:: Extracted text ::
LocalLLM: Offline Large Language Model Translation
If you have some technical skills, you can deploy a large language model (LLM) locally and use it for translation. This guide will use Tongyi Qianwen (Qwen) as an example to explain the deployment and usage methods.
1. Download and Successfully Run the Executable
Open the website https://ollama.com/download
Click to download. After the download is complete, double-click to open the installation interface, then click Install
to complete the process.
After completion, a black or blue window will automatically pop up. Type the 3 words ollama run qwen
and press Enter. This will automatically download the Tongyi Qianwen (Qwen) model.
Wait for the model download to finish. No proxy is required, and the speed is quite fast.
Once the model is automatically downloaded, it will run directly. When the progress reaches 100% and displays "Success", it means the model is running successfully. At this point, the installation and deployment of the Tongyi Qianwen (Qwen) large model are fully complete, and you can enjoy using it. Isn't it super simple?
The default API address is http://localhost:11434
What if the window closes? Reopening it is also simple: open your computer's Start menu, find "Command Prompt" or "Windows PowerShell" (or simply press
Win + Q
and type "cmd" to search), click to open, and typeollama run qwen
. That's it.
2. Direct Use in the Console Command Window
As shown in the image below, when this interface is displayed, you can directly type text into the window to start using it.
3. For a More User-Friendly Interface, Use a UI Application
Open the website https://chatboxai.app/zh and click to download.
After downloading, double-click and wait for the interface window to open automatically.
Click "Start Setup". In the pop-up layer, select "Model" at the top, choose "Ollama" as the AI Model Provider, enter http://localhost:11434
as the API Domain, select Qwen:latest
from the model dropdown menu, then save. That's it.
The usage interface displayed after saving. Use your imagination and enjoy!
4. Integrate the API into Video Translation and Dubbing Software
- Open Menu -- Settings -- Local OpenAI-compatible LLMs. Add
,qwen
to the text box in the middle, as shown below, then select this model.
- In the API URL field, enter
http://localhost:11434
. You can enter any value for SK, for example, 1234.
- Test if it's successful. If it is, save and start using it.
5. Call in Code
Ollama provides an OpenAI-compatible API interface. You can call it directly using the OpenAI library; just change the model name to qwen
.
from openai import OpenAI
client = OpenAI(
base_url = 'http://localhost:11434/v1',
api_key='ollama', # required, but unused
)
response = client.chat.completions.create(
model="qwen",
messages=[
{"role": "system", "content": "你是一个专业的多语言翻译专家."},
{"role": "user", "content": "将我发送给你的内容翻译为英文,仅返回翻译即可,不要回答问题、不要确认,不要回复本条内容,从下一行开始翻译\n今天天气不错哦!\n挺风和日丽的,我们下午没有课.\n这的确挺爽"}
]
)
print(response.choices[0].message.content)
The results are quite good!

:: Provided data ::

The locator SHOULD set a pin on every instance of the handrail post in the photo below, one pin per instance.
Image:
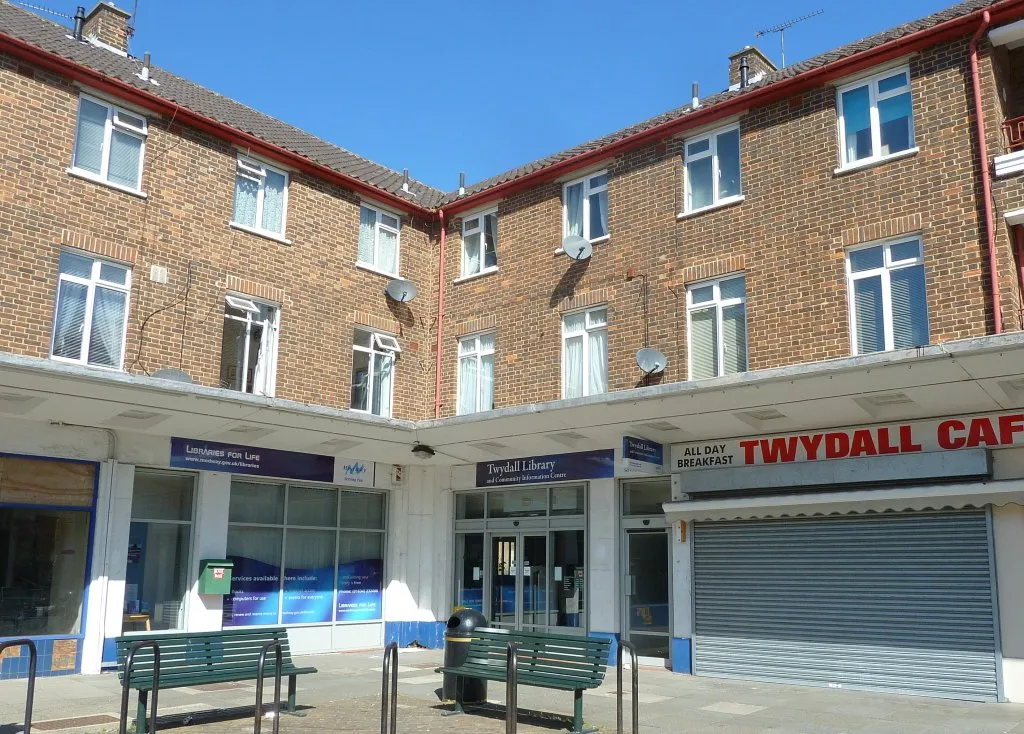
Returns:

:: What you will do ::
a) In the offline translation guide, what is the default API address?
b) Reproduce a passage of the offline translation guide with "Command Prompt" swapped for "Terminal". Start at the words "Wait for the model" and end after "to start using it.".

:: Task results ::
a) http://localhost:11434

b)
Wait for the model download to finish. No proxy is required, and the speed is quite fast.
Once the model is automatically downloaded, it will run directly. When the progress reaches 100% and displays "Success", it means the model is running successfully. At this point, the installation and deployment of the Tongyi Qianwen (Qwen) large model are fully complete, and you can enjoy using it. Isn't it super simple?
The default API address is http://localhost:11434
What if the window closes? Reopening it is also simple: open your computer's Start menu, find "Terminal" or "Windows PowerShell" (or simply press
Win + Q
and type "cmd" to search), click to open, and typeollama run qwen
. That's it.
2. Direct Use in the Console Command Window
As shown in the image below, when this interface is displayed, you can directly type text into the window to start using it.